--- Okunacak Metin ---

15 Eylül 2015 Salı

Renksiz Tsukuru Tazaki'nin Hac Yılları | Ha? Ne?

Herkese merhaba~!
Azıcık dışarı çıkıp, birileriyle konuşunca kendime geldim sanırım. Elbette ki, okulun -maalesef ki- yaklaşmasıyla içimde oluşan bir umutsuzluk var ama benim için normal olsa gerek.
Her neyse, yaptığım manga editini yarıda kesip -aslında bitti ya .s- buraya bu kitap hakkındaki düşüncelerimi yazmaya geldim.
Şimdiden uyarımı yapayım, spoiler içerebilir/içermektedir/içerecektir.

İyi okumalar~!

~~

Kaderimde tek başına kalmak vardır belki de...
Haruki Murakami'den kaderinin gizemini çözmek, içindeki iflah olmaz yaranın kaynağına inmek için büyük bir yolculuğa çıkan bir kahramanın romanı. Kendini "renksiz" bilen Tsukuru Tazaki'nin hikâyesi.
İşte o an, Tsukuru nihayet her şeyi kabullenmeyi başarabildi. İnsanların yürekleri arasındaki bağ yalnızca uyum üzerinden oluşmuyordu. Aksine, bir yaradan diğerine daha derin bağlar oluşuyordu. Acı acıyla, kırılganlık kırılganlıkla yürekleri birbirine bağlıyordu. Elemli çığlıklar olmadan suskunluk, kan toprağa akmadan affediş, insanın içini lime lime eden kayıplardan geçmeden kabulleniş mümkün değildi. İşte bu, gerçek uyumun kökünde var olan şeydi.
(Kitap Arkası Yazısı(?) )

Önce kitabın adından başlayalım. Neden ''Renksiz'' Tsukuru Tazaki?
Bunun nedeni kitaptaki ana karakterimiz ve onun ''renkli'' arkadaşları.
Tsukuru,  yaratmak, üretmek veya ortaya çıkarmak anlamına gelen bir isim. Tsukuru'nun kendine renksiz demesinin sebebi ise tüm arkadaşlarının soyadlarında bir renk olması. (Akamatsu, Oumi, Shirane, Kurono) Buna artı olarak kendisinin hiçbir farklı kişisel özelliğinin olmadığını düşünmesi.

Peki ya kitap ne hakkında?
Kitap Tsukuru ve renkli arkadaşları hakkında. Daha çok yaşadıkları problem hakkında, kitap üniversite yıllarında Tsukuru'nun bilmediği bir nedenden dolayı arkadaşlarının onunla konuşmayı istemediklerini söylemesi üzerine. Aradan uzun zaman geçiyor ve Tsukuru 36 yaşında bir yetişkin oluyor, o sırada da görüştüğü bir bayan arkadaşına (Sara), bu renkli arkadaşlarını anlatınca, Sara gerekli sebepler bularak onlarla görüşüp konuşmasını öneriyor veee kitap hemen hemen burada başlıyor.

---

Amaç: Renksiz Tsukuru Tazaki hakkındaki yazıda "Azıcık dışarı çıkıp, birileriyle" ile "düşüncelerimi yazmaya geldim." arasındaki bölümü, bu ifadeler de dahil olmak üzere harfi harfine yineler misin? Öğeler başka bir kaynaktan alınmıştır.

--- Verilen Öğeler ---

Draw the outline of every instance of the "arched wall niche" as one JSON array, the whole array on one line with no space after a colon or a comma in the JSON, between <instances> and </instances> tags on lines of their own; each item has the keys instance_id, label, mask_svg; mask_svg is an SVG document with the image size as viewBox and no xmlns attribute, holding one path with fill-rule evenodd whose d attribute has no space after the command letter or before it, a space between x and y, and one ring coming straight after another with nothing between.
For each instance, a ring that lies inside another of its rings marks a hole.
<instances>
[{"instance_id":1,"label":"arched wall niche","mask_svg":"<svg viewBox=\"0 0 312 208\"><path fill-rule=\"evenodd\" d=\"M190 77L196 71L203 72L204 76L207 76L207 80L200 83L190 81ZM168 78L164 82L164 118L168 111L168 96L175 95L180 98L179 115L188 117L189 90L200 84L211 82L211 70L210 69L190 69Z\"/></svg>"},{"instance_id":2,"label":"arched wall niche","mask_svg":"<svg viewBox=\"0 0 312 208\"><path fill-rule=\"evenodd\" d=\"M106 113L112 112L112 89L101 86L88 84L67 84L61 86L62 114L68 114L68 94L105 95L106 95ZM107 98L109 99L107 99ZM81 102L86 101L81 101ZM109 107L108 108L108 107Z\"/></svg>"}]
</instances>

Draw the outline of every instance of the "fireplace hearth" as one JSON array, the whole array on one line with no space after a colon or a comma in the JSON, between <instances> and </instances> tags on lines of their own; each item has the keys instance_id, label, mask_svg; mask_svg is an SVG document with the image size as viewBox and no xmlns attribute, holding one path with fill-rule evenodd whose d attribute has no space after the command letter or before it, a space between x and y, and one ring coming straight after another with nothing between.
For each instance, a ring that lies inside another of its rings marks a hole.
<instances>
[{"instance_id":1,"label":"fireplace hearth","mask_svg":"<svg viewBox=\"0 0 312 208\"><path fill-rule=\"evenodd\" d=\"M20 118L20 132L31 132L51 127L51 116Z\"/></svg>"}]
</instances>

---

Görev Sonucu:
Azıcık dışarı çıkıp, birileriyle konuşunca kendime geldim sanırım. Elbette ki, okulun -maalesef ki- yaklaşmasıyla içimde oluşan bir umutsuzluk var ama benim için normal olsa gerek.
Her neyse, yaptığım manga editini yarıda kesip -aslında bitti ya .s- buraya bu kitap hakkındaki düşüncelerimi yazmaya geldim.